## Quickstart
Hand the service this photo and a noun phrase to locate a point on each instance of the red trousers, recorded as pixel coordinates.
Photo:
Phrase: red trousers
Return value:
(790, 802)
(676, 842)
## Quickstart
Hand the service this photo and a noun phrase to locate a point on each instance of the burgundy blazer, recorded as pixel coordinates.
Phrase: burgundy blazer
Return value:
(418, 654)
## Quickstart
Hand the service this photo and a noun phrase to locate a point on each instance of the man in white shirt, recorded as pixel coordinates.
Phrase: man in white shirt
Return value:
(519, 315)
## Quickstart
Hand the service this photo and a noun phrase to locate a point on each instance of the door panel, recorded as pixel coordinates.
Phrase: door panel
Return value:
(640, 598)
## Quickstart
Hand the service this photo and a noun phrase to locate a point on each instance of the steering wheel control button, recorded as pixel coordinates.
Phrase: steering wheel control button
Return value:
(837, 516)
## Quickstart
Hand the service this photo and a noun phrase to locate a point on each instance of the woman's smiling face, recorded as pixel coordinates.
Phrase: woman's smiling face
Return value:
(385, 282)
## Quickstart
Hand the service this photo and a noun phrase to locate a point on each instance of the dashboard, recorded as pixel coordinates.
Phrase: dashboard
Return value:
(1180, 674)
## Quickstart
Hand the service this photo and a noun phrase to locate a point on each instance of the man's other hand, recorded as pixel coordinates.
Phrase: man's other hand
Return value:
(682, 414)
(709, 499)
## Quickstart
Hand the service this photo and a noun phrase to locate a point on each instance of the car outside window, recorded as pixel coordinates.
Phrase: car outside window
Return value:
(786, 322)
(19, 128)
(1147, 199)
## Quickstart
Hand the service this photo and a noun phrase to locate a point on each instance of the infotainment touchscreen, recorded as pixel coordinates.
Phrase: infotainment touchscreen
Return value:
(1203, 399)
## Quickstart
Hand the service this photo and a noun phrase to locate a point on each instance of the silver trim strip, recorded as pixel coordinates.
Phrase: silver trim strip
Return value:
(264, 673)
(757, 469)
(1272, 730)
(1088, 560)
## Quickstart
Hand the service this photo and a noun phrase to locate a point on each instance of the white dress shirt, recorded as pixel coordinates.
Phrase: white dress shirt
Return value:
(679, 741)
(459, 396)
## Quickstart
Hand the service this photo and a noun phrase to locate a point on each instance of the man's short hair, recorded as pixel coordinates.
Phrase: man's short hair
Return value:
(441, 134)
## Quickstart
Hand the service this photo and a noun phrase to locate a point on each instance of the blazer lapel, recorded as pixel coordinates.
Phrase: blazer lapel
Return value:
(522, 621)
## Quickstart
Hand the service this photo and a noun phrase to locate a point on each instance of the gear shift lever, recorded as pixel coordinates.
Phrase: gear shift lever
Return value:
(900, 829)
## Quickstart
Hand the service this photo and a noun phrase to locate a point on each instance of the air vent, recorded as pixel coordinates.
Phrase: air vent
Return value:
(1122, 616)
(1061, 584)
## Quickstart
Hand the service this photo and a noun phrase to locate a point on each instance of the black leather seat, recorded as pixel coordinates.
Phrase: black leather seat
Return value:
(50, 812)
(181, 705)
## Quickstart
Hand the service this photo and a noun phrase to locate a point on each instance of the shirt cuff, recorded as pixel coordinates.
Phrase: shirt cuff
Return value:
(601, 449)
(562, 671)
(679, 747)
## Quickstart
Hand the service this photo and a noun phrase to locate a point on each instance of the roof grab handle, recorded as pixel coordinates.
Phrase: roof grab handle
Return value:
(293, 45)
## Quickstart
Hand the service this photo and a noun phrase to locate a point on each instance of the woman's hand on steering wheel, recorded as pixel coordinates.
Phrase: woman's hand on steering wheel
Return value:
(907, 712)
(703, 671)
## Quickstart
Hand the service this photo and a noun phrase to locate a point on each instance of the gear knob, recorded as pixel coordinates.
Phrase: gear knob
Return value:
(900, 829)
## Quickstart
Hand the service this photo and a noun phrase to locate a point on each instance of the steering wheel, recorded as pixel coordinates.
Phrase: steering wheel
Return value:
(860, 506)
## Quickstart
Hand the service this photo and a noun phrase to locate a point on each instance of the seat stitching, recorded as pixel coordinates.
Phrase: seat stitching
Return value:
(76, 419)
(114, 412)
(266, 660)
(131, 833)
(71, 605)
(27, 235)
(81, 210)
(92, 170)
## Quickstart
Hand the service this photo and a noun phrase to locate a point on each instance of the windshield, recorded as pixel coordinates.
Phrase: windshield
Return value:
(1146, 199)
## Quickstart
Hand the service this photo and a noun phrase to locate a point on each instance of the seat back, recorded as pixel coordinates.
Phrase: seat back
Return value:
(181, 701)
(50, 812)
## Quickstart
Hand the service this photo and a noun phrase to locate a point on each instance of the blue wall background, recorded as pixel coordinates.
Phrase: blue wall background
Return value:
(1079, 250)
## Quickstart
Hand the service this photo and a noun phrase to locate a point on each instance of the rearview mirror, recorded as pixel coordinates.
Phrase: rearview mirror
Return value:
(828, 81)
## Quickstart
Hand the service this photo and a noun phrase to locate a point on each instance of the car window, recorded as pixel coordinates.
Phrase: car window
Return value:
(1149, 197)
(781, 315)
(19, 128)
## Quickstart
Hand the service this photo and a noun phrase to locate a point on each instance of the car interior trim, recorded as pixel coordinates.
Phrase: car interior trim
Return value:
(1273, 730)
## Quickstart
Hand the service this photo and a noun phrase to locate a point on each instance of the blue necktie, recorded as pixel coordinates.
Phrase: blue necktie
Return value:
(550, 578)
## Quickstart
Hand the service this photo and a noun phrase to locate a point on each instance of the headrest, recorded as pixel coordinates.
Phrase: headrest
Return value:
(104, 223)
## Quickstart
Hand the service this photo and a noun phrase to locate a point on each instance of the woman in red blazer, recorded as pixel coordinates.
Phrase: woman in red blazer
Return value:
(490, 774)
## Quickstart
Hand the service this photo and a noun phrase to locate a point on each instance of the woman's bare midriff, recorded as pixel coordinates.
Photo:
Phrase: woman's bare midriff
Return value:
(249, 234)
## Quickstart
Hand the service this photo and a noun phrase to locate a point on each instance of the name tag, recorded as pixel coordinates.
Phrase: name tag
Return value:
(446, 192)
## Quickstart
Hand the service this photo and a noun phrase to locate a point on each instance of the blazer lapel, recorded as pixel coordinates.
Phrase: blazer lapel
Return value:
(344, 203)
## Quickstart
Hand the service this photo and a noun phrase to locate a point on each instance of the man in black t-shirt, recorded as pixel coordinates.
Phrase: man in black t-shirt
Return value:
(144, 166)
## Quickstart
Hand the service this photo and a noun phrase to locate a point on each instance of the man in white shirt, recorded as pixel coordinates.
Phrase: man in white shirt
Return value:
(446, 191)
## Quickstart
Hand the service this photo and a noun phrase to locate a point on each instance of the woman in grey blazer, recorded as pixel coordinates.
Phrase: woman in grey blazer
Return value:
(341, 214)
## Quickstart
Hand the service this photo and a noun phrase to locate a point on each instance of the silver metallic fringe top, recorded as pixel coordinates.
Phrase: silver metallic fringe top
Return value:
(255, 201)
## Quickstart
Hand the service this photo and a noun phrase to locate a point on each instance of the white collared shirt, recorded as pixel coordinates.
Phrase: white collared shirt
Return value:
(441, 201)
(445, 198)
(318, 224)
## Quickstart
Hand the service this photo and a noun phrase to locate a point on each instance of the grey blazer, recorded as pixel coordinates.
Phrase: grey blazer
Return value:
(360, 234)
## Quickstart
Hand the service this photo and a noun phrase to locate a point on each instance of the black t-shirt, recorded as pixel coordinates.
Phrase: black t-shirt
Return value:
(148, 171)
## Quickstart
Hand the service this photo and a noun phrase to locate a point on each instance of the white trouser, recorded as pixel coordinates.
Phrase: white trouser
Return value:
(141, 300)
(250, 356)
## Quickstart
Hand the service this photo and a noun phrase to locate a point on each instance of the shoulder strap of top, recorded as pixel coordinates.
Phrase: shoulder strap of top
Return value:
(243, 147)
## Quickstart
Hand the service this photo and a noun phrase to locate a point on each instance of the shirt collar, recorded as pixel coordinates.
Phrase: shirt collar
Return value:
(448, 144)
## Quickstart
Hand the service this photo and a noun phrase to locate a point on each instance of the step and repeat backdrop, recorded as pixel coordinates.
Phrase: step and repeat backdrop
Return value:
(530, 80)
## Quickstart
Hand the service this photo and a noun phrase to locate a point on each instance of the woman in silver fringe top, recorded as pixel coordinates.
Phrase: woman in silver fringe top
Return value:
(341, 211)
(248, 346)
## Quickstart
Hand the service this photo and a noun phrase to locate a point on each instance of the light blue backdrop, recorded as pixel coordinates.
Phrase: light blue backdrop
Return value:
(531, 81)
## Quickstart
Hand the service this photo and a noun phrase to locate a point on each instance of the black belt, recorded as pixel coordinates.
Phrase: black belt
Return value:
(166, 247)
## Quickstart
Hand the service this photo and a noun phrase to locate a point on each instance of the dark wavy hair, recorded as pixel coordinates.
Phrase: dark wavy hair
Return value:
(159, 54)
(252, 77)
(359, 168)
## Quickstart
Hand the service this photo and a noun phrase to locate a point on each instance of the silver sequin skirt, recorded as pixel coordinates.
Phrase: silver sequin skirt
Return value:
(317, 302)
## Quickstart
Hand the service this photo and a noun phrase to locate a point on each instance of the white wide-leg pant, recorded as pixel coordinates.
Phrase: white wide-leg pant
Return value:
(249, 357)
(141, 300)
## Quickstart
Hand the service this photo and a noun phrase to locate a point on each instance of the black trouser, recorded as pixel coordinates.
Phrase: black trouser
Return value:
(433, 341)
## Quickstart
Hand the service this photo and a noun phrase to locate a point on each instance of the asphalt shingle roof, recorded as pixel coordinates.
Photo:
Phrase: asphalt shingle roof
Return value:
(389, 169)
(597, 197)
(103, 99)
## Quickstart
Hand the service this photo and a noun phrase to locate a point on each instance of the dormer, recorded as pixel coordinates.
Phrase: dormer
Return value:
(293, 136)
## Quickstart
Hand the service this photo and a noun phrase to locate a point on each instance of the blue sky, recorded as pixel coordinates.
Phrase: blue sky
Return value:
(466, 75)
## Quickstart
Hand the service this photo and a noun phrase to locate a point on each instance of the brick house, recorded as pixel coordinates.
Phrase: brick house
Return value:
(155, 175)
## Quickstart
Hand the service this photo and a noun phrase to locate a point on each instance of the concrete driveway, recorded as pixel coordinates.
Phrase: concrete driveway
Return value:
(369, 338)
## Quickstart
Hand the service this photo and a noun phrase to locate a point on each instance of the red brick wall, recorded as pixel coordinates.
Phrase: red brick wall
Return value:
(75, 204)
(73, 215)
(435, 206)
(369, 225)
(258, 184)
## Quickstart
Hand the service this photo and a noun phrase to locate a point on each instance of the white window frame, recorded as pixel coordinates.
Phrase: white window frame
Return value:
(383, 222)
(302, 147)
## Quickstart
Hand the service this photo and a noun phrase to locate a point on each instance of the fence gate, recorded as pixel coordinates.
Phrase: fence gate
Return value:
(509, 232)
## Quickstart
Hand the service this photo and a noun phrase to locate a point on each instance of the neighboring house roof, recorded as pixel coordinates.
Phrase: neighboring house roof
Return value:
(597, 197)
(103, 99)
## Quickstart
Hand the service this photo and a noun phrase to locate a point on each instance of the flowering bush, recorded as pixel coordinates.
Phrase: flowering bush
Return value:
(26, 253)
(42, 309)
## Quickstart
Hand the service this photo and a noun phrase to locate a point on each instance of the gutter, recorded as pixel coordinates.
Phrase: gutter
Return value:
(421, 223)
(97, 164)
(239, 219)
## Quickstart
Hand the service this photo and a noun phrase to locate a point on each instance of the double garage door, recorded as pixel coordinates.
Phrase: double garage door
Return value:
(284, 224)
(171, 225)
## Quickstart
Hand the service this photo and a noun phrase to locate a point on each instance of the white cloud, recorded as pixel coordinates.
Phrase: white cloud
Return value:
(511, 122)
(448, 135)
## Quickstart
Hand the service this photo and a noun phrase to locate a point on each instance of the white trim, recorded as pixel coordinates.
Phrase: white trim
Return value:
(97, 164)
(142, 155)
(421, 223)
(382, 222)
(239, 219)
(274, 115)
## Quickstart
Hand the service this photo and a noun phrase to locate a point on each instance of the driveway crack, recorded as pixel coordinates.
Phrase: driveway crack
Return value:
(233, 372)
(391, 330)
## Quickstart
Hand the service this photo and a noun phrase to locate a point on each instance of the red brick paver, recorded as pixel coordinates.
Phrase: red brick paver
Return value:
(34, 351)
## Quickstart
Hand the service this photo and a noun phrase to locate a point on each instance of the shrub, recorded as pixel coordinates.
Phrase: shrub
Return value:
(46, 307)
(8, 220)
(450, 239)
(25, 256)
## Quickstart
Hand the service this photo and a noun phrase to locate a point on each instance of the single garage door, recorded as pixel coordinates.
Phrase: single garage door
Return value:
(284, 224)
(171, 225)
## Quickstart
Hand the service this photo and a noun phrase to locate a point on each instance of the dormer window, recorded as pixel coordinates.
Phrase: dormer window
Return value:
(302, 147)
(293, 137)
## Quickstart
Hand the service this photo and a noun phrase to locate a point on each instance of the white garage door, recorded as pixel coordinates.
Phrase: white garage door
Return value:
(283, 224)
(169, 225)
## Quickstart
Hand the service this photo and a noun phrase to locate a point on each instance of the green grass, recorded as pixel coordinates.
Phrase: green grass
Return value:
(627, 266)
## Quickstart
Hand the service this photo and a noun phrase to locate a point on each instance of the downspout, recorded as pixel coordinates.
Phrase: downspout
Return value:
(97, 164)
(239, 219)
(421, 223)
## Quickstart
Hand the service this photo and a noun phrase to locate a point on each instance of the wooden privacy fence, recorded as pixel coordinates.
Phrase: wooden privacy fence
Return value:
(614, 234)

* * *

What you have to do:
In the entries above, find the line holding "necktie, recorded as pixel coordinates." and the line holding "metallic fringe top, recorded as pixel coordinates."; print both of them and every line between, exactly, and nothing else.

Exercise output:
Hand the service this photo and a noun phrase to locate a point on each instance of the blue necktie, recorded as pixel coordinates.
Phrase: blue necktie
Return value:
(550, 578)
## Quickstart
Hand the service this photo and a noun phrase to locate a point on each instance of the headrest, recorded as pixel coordinates.
Phrase: headrest
Return value:
(104, 223)
## Quickstart
Hand the service this photo and a noun phrase to locate a point on each instance of the woman in red blazer, recorded as pixel coordinates.
Phrase: woman in red blazer
Return value:
(490, 774)
## Quickstart
Hand the service this photo and a noun phrase to locate a point on each instance of the woman's bare midriff, recorded as pixel coordinates.
Photo:
Phrase: woman's bare midriff
Return value:
(249, 234)
## Quickstart
Hand the service this photo and a noun phrase to locate a point on each instance of the name tag, recorded as pixel coordinates.
Phrase: name tag
Return value:
(446, 192)
## Quickstart
Hand the service this photo and a noun phrase to locate a point on each instance of the blazer lapel, recorded as pixel coordinates.
Phrase: blazer lapel
Return value:
(344, 203)
## Quickstart
Hand the service this photo and a noun phrase to locate a point on each instance of the man in black t-shirt, recorded as pixel coordinates.
Phrase: man in black t-shirt
Return value:
(144, 166)
## Quickstart
Hand the service this photo and a noun phrase to locate a point on each instance of the man in white shirt, recorded as pixel coordinates.
Phrase: man in white shirt
Return value:
(446, 191)
## Quickstart
Hand the service this photo and a noun phrase to locate a point on each instance of the woman in grey blazer, recorded as pixel coordinates.
Phrase: woman in grey blazer
Return value:
(341, 214)
## Quickstart
Hand the service this photo and a noun phrase to locate a point on each instance of the silver metallic fringe top, recorded as pixel coordinates.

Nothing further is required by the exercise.